## EXTRACTED ENTRIES
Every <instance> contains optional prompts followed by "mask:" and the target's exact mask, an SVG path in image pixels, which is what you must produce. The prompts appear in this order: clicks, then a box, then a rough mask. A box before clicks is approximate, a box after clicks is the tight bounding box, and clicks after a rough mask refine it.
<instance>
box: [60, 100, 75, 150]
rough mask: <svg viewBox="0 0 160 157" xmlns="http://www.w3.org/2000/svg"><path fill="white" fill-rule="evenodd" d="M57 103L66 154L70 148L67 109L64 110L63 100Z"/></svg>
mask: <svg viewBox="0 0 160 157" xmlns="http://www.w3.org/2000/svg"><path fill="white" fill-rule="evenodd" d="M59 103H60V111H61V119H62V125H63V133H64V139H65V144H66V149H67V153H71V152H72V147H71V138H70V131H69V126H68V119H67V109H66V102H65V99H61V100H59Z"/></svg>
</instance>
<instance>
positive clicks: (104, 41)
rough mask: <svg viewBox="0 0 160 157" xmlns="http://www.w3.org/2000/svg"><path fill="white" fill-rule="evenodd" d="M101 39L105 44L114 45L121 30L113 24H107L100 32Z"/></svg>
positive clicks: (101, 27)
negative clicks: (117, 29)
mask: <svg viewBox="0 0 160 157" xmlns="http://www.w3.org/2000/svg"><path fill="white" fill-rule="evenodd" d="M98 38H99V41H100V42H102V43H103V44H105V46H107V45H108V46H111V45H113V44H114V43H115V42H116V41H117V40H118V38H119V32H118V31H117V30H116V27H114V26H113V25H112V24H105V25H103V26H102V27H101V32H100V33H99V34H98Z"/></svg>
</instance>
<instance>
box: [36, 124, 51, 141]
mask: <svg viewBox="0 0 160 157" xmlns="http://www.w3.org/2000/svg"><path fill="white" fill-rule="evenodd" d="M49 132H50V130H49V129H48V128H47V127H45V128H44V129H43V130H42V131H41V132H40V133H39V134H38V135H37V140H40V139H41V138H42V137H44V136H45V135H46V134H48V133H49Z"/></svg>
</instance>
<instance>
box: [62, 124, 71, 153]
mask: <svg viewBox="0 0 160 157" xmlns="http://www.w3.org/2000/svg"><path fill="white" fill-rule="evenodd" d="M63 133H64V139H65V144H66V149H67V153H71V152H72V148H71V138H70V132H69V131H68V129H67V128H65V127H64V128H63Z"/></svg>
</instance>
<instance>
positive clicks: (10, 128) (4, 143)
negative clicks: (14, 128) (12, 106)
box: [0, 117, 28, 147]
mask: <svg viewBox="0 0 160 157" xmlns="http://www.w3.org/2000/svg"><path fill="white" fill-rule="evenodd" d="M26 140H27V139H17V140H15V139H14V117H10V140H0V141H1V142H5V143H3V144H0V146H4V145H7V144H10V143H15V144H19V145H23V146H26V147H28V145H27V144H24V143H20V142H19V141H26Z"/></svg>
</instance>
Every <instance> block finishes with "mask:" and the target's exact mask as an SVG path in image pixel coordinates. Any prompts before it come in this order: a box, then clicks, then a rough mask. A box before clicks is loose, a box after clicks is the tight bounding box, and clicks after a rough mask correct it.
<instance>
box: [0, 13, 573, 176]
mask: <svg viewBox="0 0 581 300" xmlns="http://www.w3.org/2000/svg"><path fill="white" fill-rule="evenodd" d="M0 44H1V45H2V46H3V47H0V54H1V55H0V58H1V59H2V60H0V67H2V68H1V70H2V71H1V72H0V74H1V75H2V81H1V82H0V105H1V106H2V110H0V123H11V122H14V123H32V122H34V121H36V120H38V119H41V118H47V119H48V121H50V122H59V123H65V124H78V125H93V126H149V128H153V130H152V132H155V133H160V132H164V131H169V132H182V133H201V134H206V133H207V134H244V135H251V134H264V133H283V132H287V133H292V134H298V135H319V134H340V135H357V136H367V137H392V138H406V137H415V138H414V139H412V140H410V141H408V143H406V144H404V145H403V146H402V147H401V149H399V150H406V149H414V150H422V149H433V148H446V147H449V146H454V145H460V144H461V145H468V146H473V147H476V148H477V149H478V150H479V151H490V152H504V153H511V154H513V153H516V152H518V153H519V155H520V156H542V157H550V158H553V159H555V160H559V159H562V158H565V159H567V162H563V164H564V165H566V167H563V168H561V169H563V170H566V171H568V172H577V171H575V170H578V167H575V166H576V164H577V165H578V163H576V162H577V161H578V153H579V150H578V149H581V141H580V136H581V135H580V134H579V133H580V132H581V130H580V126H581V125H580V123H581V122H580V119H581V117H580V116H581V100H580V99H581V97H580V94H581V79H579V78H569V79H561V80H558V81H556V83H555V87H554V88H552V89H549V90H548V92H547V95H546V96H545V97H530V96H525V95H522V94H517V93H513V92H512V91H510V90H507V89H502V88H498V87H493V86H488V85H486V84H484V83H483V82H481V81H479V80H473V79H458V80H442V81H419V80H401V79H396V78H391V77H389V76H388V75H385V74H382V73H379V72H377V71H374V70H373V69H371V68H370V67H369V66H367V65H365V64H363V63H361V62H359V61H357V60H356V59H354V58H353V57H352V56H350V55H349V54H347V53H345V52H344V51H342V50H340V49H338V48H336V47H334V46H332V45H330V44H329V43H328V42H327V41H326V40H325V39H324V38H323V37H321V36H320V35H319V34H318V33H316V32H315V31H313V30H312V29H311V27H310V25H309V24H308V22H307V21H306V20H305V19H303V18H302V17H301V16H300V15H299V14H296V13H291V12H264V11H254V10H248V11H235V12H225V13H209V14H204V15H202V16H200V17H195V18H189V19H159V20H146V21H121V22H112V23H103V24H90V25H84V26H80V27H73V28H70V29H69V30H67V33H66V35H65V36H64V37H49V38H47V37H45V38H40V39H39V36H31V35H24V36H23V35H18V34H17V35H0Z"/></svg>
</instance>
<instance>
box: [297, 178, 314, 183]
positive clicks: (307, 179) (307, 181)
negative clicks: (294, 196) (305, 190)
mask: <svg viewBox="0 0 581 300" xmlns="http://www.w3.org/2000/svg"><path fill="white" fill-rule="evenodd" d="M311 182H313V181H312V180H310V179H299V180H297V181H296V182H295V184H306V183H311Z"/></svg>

## YOUR GOAL
Copy the material above line for line, without changing a single character.

## OUTPUT FOR THIS EXERCISE
Every <instance> contains optional prompts followed by "mask:" and the target's exact mask, an SVG path in image pixels, which is what you must produce. The prompts appear in this order: clicks, then a box, then a rough mask. A box before clicks is approximate, a box after clicks is the tight bounding box, and clicks after a rough mask refine it.
<instance>
box: [60, 100, 75, 150]
rough mask: <svg viewBox="0 0 160 157" xmlns="http://www.w3.org/2000/svg"><path fill="white" fill-rule="evenodd" d="M57 103L66 154L70 148L67 109L64 110L63 100Z"/></svg>
mask: <svg viewBox="0 0 160 157" xmlns="http://www.w3.org/2000/svg"><path fill="white" fill-rule="evenodd" d="M59 103H60V111H61V119H62V125H63V133H64V139H65V144H66V149H67V153H71V152H72V147H71V138H70V131H69V126H68V119H67V109H66V102H65V99H61V100H59Z"/></svg>
</instance>
<instance>
positive clicks: (104, 41)
rough mask: <svg viewBox="0 0 160 157" xmlns="http://www.w3.org/2000/svg"><path fill="white" fill-rule="evenodd" d="M101 39L105 44L114 45L121 30L113 24H107L100 32Z"/></svg>
positive clicks: (101, 27)
negative clicks: (117, 29)
mask: <svg viewBox="0 0 160 157" xmlns="http://www.w3.org/2000/svg"><path fill="white" fill-rule="evenodd" d="M98 38H99V41H100V42H102V43H103V44H105V46H107V45H108V46H111V45H113V44H114V43H115V42H116V41H117V40H118V38H119V32H118V31H117V30H116V27H114V26H113V25H112V24H105V25H103V26H102V27H101V32H100V33H99V34H98Z"/></svg>
</instance>
<instance>
box: [36, 124, 51, 141]
mask: <svg viewBox="0 0 160 157" xmlns="http://www.w3.org/2000/svg"><path fill="white" fill-rule="evenodd" d="M49 132H50V130H49V129H48V128H47V127H45V128H44V129H43V130H42V131H41V132H40V133H39V134H38V135H37V140H40V139H41V138H42V137H44V136H45V135H46V134H48V133H49Z"/></svg>
</instance>
<instance>
box: [62, 124, 71, 153]
mask: <svg viewBox="0 0 160 157" xmlns="http://www.w3.org/2000/svg"><path fill="white" fill-rule="evenodd" d="M63 133H64V139H65V144H66V149H67V153H71V152H72V148H71V138H70V132H69V131H68V129H67V128H65V127H64V128H63Z"/></svg>
</instance>
<instance>
positive clicks: (10, 128) (4, 143)
negative clicks: (14, 128) (12, 106)
box: [0, 117, 28, 147]
mask: <svg viewBox="0 0 160 157" xmlns="http://www.w3.org/2000/svg"><path fill="white" fill-rule="evenodd" d="M26 140H27V139H17V140H15V139H14V117H10V140H0V141H1V142H5V143H3V144H0V146H4V145H7V144H10V143H15V144H19V145H23V146H26V147H28V145H27V144H24V143H20V142H19V141H26Z"/></svg>
</instance>
Every <instance> block finishes with "mask:" and the target's exact mask as an SVG path in image pixel coordinates. Any prompts before it come in this order: a box, then clicks, then a rough mask. A box before clicks is loose, a box after clicks is the tight bounding box, and clicks after a rough mask correct it.
<instance>
box: [0, 13, 573, 176]
mask: <svg viewBox="0 0 581 300" xmlns="http://www.w3.org/2000/svg"><path fill="white" fill-rule="evenodd" d="M0 44H1V45H2V46H3V47H0V54H1V55H0V58H1V59H2V60H0V67H2V68H1V70H2V71H1V72H0V74H1V75H2V81H1V82H0V105H1V106H2V110H0V123H11V122H14V123H32V122H34V121H36V120H38V119H41V118H47V119H48V121H50V122H59V123H65V124H78V125H93V126H149V128H153V130H152V132H155V133H160V132H164V131H169V132H182V133H201V134H206V133H207V134H244V135H251V134H264V133H283V132H287V133H292V134H298V135H319V134H340V135H357V136H367V137H392V138H406V137H415V138H414V139H412V140H410V141H408V143H406V144H404V145H403V146H402V147H401V149H399V150H406V149H414V150H422V149H433V148H446V147H449V146H454V145H460V144H461V145H468V146H473V147H476V148H477V149H478V150H479V151H490V152H504V153H511V154H513V153H516V152H518V153H519V155H520V156H542V157H550V158H553V159H555V160H559V159H562V158H565V159H567V162H563V164H564V165H566V167H563V168H561V169H563V170H566V171H568V172H577V171H575V170H578V167H575V166H576V164H577V165H578V163H576V162H577V161H578V153H579V150H578V149H581V141H580V136H581V135H580V134H579V133H580V132H581V130H580V126H581V125H580V123H581V122H580V119H581V117H580V116H581V100H580V99H581V97H580V94H581V79H579V78H569V79H561V80H558V81H556V83H555V87H554V88H552V89H549V90H548V92H547V95H546V96H545V97H530V96H525V95H522V94H517V93H513V92H512V91H510V90H507V89H502V88H498V87H493V86H488V85H486V84H484V83H483V82H481V81H479V80H473V79H458V80H442V81H419V80H401V79H396V78H391V77H389V76H388V75H385V74H382V73H379V72H377V71H374V70H373V69H371V68H370V67H369V66H367V65H365V64H363V63H361V62H359V61H357V60H356V59H354V58H353V57H352V56H350V55H349V54H347V53H345V52H344V51H342V50H340V49H338V48H336V47H334V46H332V45H330V44H329V43H328V42H327V41H326V40H325V39H324V38H323V37H321V36H320V35H319V34H318V33H316V32H315V31H313V30H312V29H311V27H310V25H309V24H308V22H307V21H306V20H305V19H303V18H302V17H301V16H300V15H299V14H296V13H291V12H264V11H254V10H248V11H235V12H225V13H209V14H204V15H202V16H200V17H195V18H189V19H159V20H146V21H121V22H112V23H103V24H90V25H84V26H80V27H73V28H70V29H69V30H67V33H66V35H65V36H64V37H49V38H47V37H45V38H40V39H39V36H31V35H24V36H23V35H18V34H17V35H0Z"/></svg>
</instance>
<instance>
box: [297, 178, 314, 183]
positive clicks: (307, 179) (307, 181)
negative clicks: (294, 196) (305, 190)
mask: <svg viewBox="0 0 581 300" xmlns="http://www.w3.org/2000/svg"><path fill="white" fill-rule="evenodd" d="M311 182H313V181H312V180H310V179H299V180H297V181H296V182H295V184H306V183H311Z"/></svg>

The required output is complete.